(Bounding box annotation entries)
start

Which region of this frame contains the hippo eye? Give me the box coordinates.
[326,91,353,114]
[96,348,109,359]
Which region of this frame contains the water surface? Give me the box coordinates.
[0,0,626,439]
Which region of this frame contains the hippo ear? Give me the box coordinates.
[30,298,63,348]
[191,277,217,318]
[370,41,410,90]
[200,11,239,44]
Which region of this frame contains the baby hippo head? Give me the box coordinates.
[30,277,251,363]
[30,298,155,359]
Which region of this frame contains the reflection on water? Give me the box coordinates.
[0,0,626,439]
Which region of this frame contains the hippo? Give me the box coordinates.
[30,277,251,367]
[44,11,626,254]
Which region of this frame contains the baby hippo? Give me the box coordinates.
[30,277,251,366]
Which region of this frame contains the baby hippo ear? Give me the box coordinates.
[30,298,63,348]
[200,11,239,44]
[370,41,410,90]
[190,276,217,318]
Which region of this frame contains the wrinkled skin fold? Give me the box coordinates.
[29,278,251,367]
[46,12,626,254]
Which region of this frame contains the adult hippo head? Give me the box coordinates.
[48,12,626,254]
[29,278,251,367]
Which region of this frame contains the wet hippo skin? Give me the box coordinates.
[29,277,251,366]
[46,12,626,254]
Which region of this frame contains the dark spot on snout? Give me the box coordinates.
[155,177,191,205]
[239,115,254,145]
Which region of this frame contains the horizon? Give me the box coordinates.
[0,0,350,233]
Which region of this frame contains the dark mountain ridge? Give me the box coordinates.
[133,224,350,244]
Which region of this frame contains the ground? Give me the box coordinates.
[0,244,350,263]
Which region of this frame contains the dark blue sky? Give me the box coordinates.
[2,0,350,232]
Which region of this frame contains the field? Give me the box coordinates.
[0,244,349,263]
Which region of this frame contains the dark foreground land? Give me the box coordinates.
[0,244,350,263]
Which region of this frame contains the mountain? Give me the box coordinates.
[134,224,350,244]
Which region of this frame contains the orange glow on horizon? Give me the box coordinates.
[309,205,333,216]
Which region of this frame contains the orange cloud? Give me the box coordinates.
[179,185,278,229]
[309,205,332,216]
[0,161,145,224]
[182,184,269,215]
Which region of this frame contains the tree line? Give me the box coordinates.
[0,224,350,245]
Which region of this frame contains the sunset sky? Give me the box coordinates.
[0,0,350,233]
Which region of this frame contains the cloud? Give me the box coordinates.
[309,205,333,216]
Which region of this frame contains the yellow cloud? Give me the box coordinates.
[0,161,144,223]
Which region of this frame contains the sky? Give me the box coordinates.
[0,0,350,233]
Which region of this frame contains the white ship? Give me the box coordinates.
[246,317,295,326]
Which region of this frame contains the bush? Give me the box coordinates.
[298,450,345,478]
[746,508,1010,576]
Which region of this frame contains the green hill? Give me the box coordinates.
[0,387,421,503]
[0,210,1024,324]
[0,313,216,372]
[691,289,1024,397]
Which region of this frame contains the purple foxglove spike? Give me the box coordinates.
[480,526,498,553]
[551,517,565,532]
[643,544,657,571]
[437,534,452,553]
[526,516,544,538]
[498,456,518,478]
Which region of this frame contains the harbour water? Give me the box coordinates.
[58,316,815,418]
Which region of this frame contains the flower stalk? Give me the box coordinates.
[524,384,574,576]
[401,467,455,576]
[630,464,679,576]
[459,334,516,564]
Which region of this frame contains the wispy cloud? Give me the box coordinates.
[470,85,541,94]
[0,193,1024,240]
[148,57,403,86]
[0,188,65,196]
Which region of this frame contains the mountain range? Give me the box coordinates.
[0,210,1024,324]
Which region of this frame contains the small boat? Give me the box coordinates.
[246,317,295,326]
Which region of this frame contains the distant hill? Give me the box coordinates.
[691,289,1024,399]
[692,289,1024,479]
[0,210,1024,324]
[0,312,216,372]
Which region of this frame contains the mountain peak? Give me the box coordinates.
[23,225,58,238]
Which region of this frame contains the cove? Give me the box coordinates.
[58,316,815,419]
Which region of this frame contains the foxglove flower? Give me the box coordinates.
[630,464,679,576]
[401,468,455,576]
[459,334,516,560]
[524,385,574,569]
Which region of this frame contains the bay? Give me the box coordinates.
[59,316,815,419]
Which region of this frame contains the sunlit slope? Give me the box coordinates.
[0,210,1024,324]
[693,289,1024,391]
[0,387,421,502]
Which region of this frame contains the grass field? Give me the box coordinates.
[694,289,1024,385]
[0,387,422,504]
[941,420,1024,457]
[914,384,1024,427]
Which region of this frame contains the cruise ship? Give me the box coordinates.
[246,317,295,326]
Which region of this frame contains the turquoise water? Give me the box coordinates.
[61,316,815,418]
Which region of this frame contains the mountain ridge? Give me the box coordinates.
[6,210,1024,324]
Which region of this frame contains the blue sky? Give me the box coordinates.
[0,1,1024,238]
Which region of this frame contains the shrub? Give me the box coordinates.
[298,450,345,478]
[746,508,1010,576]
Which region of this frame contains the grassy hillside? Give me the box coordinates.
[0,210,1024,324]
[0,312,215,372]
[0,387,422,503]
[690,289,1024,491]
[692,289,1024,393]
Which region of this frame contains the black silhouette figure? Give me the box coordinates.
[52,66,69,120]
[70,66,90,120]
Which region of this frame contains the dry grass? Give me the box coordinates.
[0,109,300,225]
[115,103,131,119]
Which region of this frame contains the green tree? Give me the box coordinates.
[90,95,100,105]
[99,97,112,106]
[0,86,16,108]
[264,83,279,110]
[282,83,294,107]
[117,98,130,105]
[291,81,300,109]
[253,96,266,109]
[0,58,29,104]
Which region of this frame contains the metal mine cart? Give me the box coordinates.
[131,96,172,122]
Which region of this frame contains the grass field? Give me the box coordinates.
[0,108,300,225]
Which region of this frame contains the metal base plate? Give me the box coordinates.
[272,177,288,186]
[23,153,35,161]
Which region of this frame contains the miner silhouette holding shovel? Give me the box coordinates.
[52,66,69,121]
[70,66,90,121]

end

Can you lay out all the entries above as a Markdown table with the columns Row and Line, giving each line its own row number and leaving out any blank lines?

* Output
| Row | Line |
|---|---|
| 1 | Which region of this frame contains the hippo eye? Give me the box coordinates. |
| 2 | [326,91,353,114] |
| 3 | [96,348,109,359] |
| 4 | Which region of this frame contains the water surface? Give me the box coordinates. |
| 5 | [0,0,626,439] |
| 6 | Which region of this frame contains the hippo ear? Give me the box coordinates. |
| 7 | [30,298,63,348] |
| 8 | [191,277,217,318] |
| 9 | [370,41,410,90] |
| 10 | [200,11,239,44] |
| 11 | Which region of this frame contains the baby hippo head? Give me the box coordinates. |
| 12 | [30,277,251,363] |
| 13 | [30,298,155,359] |
| 14 | Which region of this frame contains the reflection on water? Give me the box coordinates. |
| 15 | [0,0,626,439] |
| 16 | Which region of this frame contains the hippo? Give me the box coordinates. |
| 17 | [30,277,251,367] |
| 18 | [44,11,626,254] |
| 19 | Which region of this frame contains the baby hippo? Give me the box coordinates. |
| 20 | [30,277,251,366] |
| 21 | Which region of this frame contains the baby hippo ear? Give me the box coordinates. |
| 22 | [30,298,63,348] |
| 23 | [200,11,239,44] |
| 24 | [370,41,410,90] |
| 25 | [190,276,217,318] |
| 26 | Which region of this frame contains the wrinkled skin fold? Give me the box coordinates. |
| 27 | [29,278,251,367] |
| 28 | [46,12,626,254] |
| 29 | Which region of this frame contains the adult hippo head? Give me the box coordinates. |
| 30 | [48,12,626,254] |
| 31 | [29,278,251,367] |
| 32 | Which region of this frame contains the wet hippo skin? Give me the box coordinates. |
| 33 | [29,277,251,366] |
| 34 | [46,12,626,254] |
| 35 | Which region of this frame contains the dark spot on snout? Give me the box coordinates. |
| 36 | [155,177,191,205] |
| 37 | [239,115,254,145] |
| 38 | Which region of this frame contains the horizon? Give me the box coordinates. |
| 39 | [0,0,350,233] |
| 40 | Which region of this frame contains the dark mountain ridge? Give me the box coordinates. |
| 41 | [133,224,350,244] |
| 42 | Which region of this frame contains the ground? Give me the box coordinates. |
| 43 | [0,244,350,263] |
| 44 | Which region of this frame contains the dark blue sky? Give me the box coordinates. |
| 45 | [2,0,350,232] |
| 46 | Which region of this frame contains the field? Give me the box coordinates. |
| 47 | [0,244,349,263] |
| 48 | Which region of this frame contains the dark foreground land? Give me the box coordinates. |
| 49 | [0,244,350,263] |
| 50 | Which region of this frame contains the mountain? Give me the box coordinates. |
| 51 | [134,224,350,244] |
| 52 | Which region of this frame contains the orange glow on horizon? Give me the box coordinates. |
| 53 | [309,205,333,216] |
| 54 | Which region of this frame contains the orange cloud? Give me the box coordinates. |
| 55 | [179,185,278,229] |
| 56 | [309,205,332,216] |
| 57 | [0,161,145,224] |
| 58 | [182,184,269,215] |
| 59 | Which region of this frame contains the tree line? Give me the box coordinates. |
| 60 | [0,224,350,245] |
| 61 | Which region of this frame contains the sunset sky? Give me the box coordinates. |
| 62 | [0,0,350,233] |
| 63 | Which region of this frame contains the cloud? Give me the box coordinates. |
| 64 | [309,205,333,216] |
| 65 | Which region of this frame contains the yellow cloud? Give me the box coordinates. |
| 66 | [0,161,144,223] |
| 67 | Which region of this frame contains the sky? Give me the box coordinates. |
| 68 | [0,0,350,233] |
| 69 | Which region of this frame contains the white ship? Give me the box coordinates. |
| 70 | [246,317,295,326] |
| 71 | Which region of this frame contains the bush? Give me the box coordinates. |
| 72 | [298,450,345,478] |
| 73 | [746,508,1010,576] |
| 74 | Which region of this frame contains the green hill? Give me the box coordinates. |
| 75 | [0,387,421,503] |
| 76 | [0,210,1024,324] |
| 77 | [0,313,216,372] |
| 78 | [691,289,1024,397] |
| 79 | Which region of this frame contains the purple foxglove spike? Give me the box coordinates. |
| 80 | [480,526,498,553] |
| 81 | [551,517,565,532] |
| 82 | [643,544,657,571] |
| 83 | [437,534,452,553] |
| 84 | [526,516,544,538] |
| 85 | [498,456,518,478] |
| 86 | Which region of this frame contains the harbour water? Give me the box coordinates. |
| 87 | [58,316,815,418] |
| 88 | Which region of this frame contains the flower stalk? Give me the box coordinates. |
| 89 | [524,384,574,576] |
| 90 | [401,467,455,576] |
| 91 | [630,464,679,576] |
| 92 | [459,334,516,564] |
| 93 | Which region of this frame contains the wispy cloud? Give me the box coordinates. |
| 94 | [470,85,541,94] |
| 95 | [0,193,1024,240] |
| 96 | [148,57,403,86] |
| 97 | [0,188,65,196] |
| 98 | Which region of this frame contains the mountain range? Give me the box coordinates. |
| 99 | [0,210,1024,324] |
| 100 | Which region of this frame contains the small boat? Give me the box coordinates. |
| 101 | [246,317,295,326] |
| 102 | Which region of this frame contains the distant hill? Give me the box coordinates. |
| 103 | [691,289,1024,399] |
| 104 | [692,289,1024,479] |
| 105 | [0,210,1024,324] |
| 106 | [0,312,216,372] |
| 107 | Which region of this frame contains the mountain peak? Give me the box coordinates. |
| 108 | [23,225,58,238] |
| 109 | Which region of this frame contains the cove? Give me the box coordinates. |
| 110 | [58,316,815,419] |
| 111 | Which region of this frame contains the foxglove flower? Give me the box coordinates. |
| 112 | [630,464,679,576] |
| 113 | [401,468,455,576] |
| 114 | [459,334,516,560] |
| 115 | [524,385,574,569] |
| 116 | Which region of this frame contains the bay? Give me the box coordinates. |
| 117 | [59,316,815,419] |
| 118 | Which region of this frame contains the sunlit slope? Give me the box coordinates. |
| 119 | [0,210,1024,324] |
| 120 | [693,289,1024,391] |
| 121 | [0,387,421,502] |
| 122 | Which region of this frame contains the grass field? Give me the box coordinates. |
| 123 | [694,289,1024,385] |
| 124 | [0,387,422,504] |
| 125 | [941,420,1024,457] |
| 126 | [914,384,1024,427] |
| 127 | Which region of this frame contains the cruise ship? Give me the box coordinates. |
| 128 | [246,317,295,326] |
| 129 | Which region of this frame contains the turquoise water? Give me the box coordinates. |
| 130 | [61,316,815,418] |
| 131 | Which region of this frame contains the mountain ridge? Give me the box coordinates. |
| 132 | [6,210,1024,324] |
| 133 | Which region of this frame contains the blue sky? Give me the box coordinates. |
| 134 | [0,1,1024,238] |
| 135 | Which region of this frame contains the shrub? Give me the box coordinates. |
| 136 | [298,450,345,478] |
| 137 | [746,508,1010,576] |
| 138 | Which region of this frame contains the grassy hillside? Give me the box coordinates. |
| 139 | [0,210,1024,324] |
| 140 | [0,312,215,372] |
| 141 | [0,387,422,503] |
| 142 | [690,289,1024,491] |
| 143 | [692,289,1024,393] |
| 144 | Which region of this frame contains the black silhouette figure? Give me the box coordinates. |
| 145 | [52,66,69,120] |
| 146 | [70,66,90,120] |
| 147 | Which region of this frame contains the dry grass? Give me the box coordinates. |
| 148 | [0,109,300,225] |
| 149 | [115,103,131,119] |
| 150 | Which region of this frame contains the green tree? Give me the box coordinates. |
| 151 | [90,95,100,105] |
| 152 | [99,97,112,106] |
| 153 | [0,86,16,108] |
| 154 | [264,83,279,110] |
| 155 | [282,83,294,107] |
| 156 | [117,98,130,105] |
| 157 | [291,81,300,109] |
| 158 | [253,96,266,109] |
| 159 | [0,58,29,104] |
| 160 | Which region of this frame contains the metal mine cart? Give me the box coordinates. |
| 161 | [131,96,172,122] |
| 162 | Which region of this frame contains the grass field? Give me the box coordinates. |
| 163 | [0,108,300,225] |
| 164 | Which region of this frame contains the metal base plate? Give me the box coordinates. |
| 165 | [272,177,288,186] |
| 166 | [23,153,35,161] |
| 167 | Which region of this frame contains the miner silhouette holding shovel? Give me the box coordinates. |
| 168 | [52,66,69,121] |
| 169 | [70,66,90,121] |